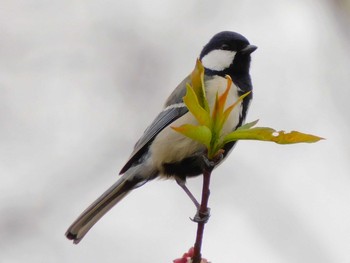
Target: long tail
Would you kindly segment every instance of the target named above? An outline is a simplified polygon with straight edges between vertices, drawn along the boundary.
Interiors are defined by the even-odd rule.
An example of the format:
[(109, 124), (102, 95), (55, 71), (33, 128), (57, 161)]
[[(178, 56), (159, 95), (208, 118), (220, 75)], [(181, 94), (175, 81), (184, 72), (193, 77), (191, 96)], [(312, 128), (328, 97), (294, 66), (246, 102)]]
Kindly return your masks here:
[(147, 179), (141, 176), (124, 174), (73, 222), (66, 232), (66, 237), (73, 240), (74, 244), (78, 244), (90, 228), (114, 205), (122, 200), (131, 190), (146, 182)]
------------------------------------
Reproduce the material word for word, pictures excluded.

Target: long tail
Would you kindly segment every instance of the target named above? An outline is a simplified polygon with straight edges between vertices, drawn along the boundary.
Interiors are defined by the even-odd rule.
An example of the format:
[(109, 124), (102, 95), (55, 71), (33, 128), (57, 161)]
[[(178, 56), (159, 95), (208, 118), (220, 75)], [(181, 94), (175, 81), (184, 72), (193, 77), (191, 96)], [(312, 128), (328, 97), (294, 66), (246, 102)]]
Kindly return your masks here:
[(147, 179), (141, 176), (124, 174), (73, 222), (66, 232), (66, 237), (73, 240), (74, 244), (78, 244), (90, 228), (114, 205), (122, 200), (131, 190), (146, 182)]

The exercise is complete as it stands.